─── Material shown

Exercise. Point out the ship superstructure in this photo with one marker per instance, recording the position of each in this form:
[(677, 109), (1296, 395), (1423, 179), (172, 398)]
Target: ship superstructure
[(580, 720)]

──────
─── Material shown

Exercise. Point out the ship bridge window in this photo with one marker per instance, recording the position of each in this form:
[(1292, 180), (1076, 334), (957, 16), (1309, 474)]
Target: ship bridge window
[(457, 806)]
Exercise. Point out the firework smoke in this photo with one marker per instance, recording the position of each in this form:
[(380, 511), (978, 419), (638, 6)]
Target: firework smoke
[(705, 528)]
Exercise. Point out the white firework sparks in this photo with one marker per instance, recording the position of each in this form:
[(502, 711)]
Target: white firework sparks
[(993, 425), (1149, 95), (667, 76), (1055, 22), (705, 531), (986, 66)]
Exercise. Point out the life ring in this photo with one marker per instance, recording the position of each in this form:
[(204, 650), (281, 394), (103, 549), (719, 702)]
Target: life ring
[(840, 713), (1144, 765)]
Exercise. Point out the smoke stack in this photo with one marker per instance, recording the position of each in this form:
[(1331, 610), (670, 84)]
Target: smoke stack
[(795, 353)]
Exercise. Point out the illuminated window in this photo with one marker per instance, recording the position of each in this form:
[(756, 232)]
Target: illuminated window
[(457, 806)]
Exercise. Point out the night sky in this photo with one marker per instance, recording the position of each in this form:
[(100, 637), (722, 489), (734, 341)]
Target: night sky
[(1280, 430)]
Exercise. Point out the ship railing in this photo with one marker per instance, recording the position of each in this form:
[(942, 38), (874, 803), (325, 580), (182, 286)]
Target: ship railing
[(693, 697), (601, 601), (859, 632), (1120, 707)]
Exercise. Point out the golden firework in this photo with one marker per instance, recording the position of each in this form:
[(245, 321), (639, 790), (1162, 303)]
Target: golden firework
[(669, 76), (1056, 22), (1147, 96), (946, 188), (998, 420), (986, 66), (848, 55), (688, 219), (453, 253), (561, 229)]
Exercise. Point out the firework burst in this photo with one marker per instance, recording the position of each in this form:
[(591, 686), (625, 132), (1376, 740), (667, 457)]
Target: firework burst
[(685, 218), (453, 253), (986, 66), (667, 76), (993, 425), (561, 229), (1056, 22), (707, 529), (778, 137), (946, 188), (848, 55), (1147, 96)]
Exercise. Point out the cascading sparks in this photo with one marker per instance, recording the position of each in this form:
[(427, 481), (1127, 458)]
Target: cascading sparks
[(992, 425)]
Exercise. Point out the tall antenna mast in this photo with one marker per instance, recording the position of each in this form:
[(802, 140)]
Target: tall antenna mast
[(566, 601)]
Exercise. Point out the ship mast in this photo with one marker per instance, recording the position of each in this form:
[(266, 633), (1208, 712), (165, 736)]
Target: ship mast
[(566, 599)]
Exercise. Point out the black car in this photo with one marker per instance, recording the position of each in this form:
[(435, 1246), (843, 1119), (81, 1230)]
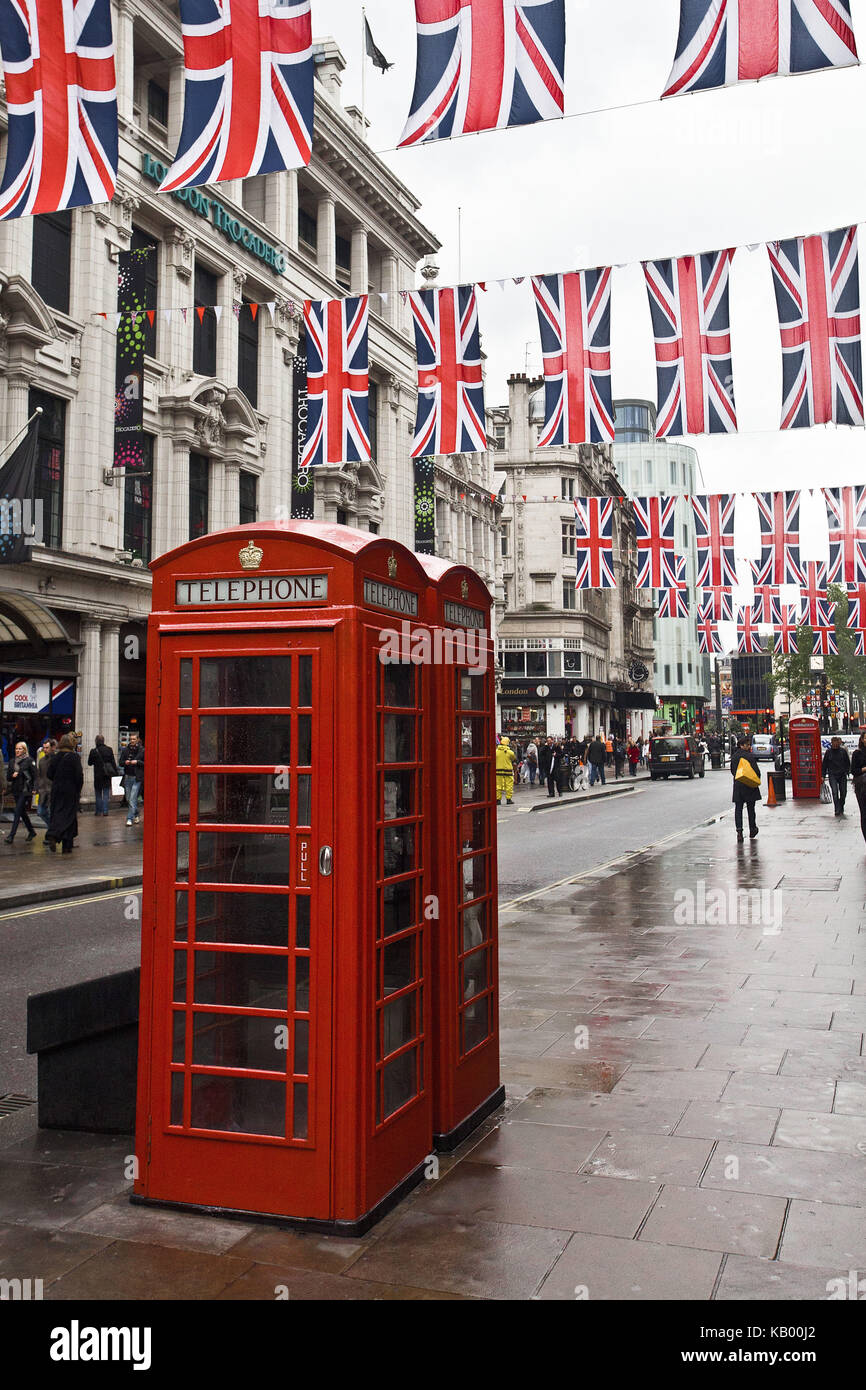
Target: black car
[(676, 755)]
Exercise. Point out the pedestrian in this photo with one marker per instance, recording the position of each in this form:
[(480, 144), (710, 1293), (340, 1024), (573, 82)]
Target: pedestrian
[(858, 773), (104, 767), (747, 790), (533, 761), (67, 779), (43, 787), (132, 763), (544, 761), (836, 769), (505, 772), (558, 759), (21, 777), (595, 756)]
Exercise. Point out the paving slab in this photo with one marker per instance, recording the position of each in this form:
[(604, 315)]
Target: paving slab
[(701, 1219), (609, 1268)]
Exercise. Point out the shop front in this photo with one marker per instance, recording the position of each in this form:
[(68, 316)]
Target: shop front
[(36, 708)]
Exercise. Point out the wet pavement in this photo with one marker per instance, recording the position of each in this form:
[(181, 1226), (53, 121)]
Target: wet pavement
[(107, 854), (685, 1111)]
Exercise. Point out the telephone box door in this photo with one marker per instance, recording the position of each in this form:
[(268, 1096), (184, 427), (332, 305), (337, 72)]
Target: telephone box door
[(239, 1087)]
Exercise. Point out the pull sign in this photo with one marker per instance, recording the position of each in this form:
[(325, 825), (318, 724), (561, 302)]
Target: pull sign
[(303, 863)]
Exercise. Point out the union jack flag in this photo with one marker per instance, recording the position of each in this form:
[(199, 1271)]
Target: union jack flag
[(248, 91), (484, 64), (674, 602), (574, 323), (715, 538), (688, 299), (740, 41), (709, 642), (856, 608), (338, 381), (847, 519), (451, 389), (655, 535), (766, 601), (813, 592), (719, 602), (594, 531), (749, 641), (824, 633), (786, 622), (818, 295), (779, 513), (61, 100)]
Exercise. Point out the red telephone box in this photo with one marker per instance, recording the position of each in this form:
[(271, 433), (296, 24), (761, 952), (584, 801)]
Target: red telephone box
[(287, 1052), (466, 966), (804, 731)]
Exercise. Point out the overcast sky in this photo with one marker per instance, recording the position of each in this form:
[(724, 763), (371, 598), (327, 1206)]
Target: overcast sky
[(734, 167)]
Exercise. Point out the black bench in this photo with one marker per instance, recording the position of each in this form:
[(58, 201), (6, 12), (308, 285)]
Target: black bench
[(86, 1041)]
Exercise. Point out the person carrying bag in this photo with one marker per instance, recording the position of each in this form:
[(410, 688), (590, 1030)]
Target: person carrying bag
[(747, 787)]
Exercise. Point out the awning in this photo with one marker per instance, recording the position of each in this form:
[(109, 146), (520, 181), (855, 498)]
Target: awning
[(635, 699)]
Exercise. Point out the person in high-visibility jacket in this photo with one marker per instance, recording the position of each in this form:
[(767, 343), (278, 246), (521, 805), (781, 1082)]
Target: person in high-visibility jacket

──────

# Instructions to follow
Replace "marker" with "pin" in the lines starting at the one containing "Exercise. Point out the night" and ending at the one containing "[(693, 697), (601, 601), (859, 632), (1120, 707)]", and give only those lines with everything else unchanged.

# Answer
Exercise. Point out the night sky in this photo with one pin per instance, recording the position of each in this form:
[(100, 637), (722, 489), (734, 341)]
Target: night sky
[(1280, 430)]
Exercise. Point out the ship railing in this photo with one pin per instance, recording the position of each in this form:
[(942, 38), (874, 803), (325, 580), (182, 286)]
Target: ship railing
[(693, 697), (601, 601), (859, 632), (1120, 707)]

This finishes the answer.